**Passage shown**:

- - - - -

Center for Global Justice
Located in the Freeman Spogli Institute for International Studies, the Program on Global Justice aims to foster a global sensibility and an understanding of global politics among political theorists. It aims as well bring humanists and social scientists studying global politics, as well as practitioners in international law, public health, and education, into more direct contact with systematic normative analysis
.The program focuses on four topics:
1. Human rights: Since the end of World War II, it has been widely agreed that all human beings have certain basic entitlements, but how far do these entitlements extend? Do human rights compromise social and economic rights? What are the implications of the idea of human rights for gender equality? How can human rights be advanced in a world with no global state, and in which firms are much more mobile than people? Who has principal responsibility for ensuring the protection of human rights?
2. Global governance: Global politics is not focused on a global state, but in part of a range of global institutions, from the United Nations, World Trade Organization, World Bank, and International Monetary Fund, to a range of regional security organizations, to such standard-setting bodies as the Codex Alimentarius Commission. Though these organizations are not states, and lack the rule-making and coercive power we associate with states, they have important impact on human lives and well-being, and large issues have emerged in the past decade about their legitimacy. What kinds of processes should they follow? Is membership really voluntary, and does that matter for issues of accountability, representation, and procedural fairness?
3. Access to basic goods: What kinds of goods are essential for an acceptable level of human functioning (health, education, communications, clean water)? How can such basic goods be ensured? Is such provision principally a local responsibility? If so, what kinds of support should be given to local providers? If not, what kinds of outside agents—states, philanthropic organizations, non-governmental organizations—are best positioned to provide them, and how can outside agents provide such basic goods as education and health care, without undermining efforts to build decent local institutions?
4. Philosophical foundations: Modern Western political thought, which emerged in the context of a central political authority ruling over people divided by ethnicity, class, and religious confession, has been preoccupied with how to establish legitimate authority over such a divided population. Philosophical work in the Program focuses on how the new context of global politics changes this terrain of normative argument.

- - - - -

**Supplied material**:
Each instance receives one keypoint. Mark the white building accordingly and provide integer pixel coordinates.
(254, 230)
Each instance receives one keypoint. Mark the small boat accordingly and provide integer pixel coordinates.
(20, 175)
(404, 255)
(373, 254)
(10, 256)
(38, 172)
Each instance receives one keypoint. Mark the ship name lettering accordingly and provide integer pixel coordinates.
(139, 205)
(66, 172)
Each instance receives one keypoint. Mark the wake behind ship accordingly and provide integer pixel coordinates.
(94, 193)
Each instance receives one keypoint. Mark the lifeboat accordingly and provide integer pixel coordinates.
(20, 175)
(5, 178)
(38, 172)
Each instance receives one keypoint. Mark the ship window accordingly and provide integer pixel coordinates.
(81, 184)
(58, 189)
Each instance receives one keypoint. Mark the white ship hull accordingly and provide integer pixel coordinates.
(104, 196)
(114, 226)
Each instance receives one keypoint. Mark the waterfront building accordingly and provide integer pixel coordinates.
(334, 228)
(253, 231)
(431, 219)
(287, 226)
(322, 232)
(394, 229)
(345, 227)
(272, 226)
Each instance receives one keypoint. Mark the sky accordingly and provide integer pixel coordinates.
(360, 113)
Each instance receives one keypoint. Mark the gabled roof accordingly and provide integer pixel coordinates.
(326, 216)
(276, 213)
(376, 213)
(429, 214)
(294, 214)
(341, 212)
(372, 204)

- - - - -

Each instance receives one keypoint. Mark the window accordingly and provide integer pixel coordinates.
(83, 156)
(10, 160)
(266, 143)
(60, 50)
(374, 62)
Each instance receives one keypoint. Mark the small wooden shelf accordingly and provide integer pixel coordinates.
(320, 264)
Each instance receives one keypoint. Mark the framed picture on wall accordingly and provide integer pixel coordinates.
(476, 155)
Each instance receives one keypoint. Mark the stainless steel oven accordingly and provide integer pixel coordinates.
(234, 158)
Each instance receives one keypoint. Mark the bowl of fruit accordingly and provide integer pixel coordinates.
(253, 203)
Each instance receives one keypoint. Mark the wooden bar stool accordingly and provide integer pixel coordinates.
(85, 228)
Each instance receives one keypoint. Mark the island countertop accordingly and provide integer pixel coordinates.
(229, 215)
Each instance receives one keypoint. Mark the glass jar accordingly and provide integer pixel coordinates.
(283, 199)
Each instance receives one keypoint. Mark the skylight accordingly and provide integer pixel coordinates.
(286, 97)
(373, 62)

- - - - -

**About this task**:
Answer these from the global justice program description:
(a) In which institute is the Program on Global Justice located?
(b) What standard-setting body does the global governance topic name?
(c) What four goods are given in parentheses under the access to basic goods topic?

**Answer below**:
(a) The Freeman Spogli Institute for International Studies.
(b) The Codex Alimentarius Commission.
(c) Health, education, communications, and clean water.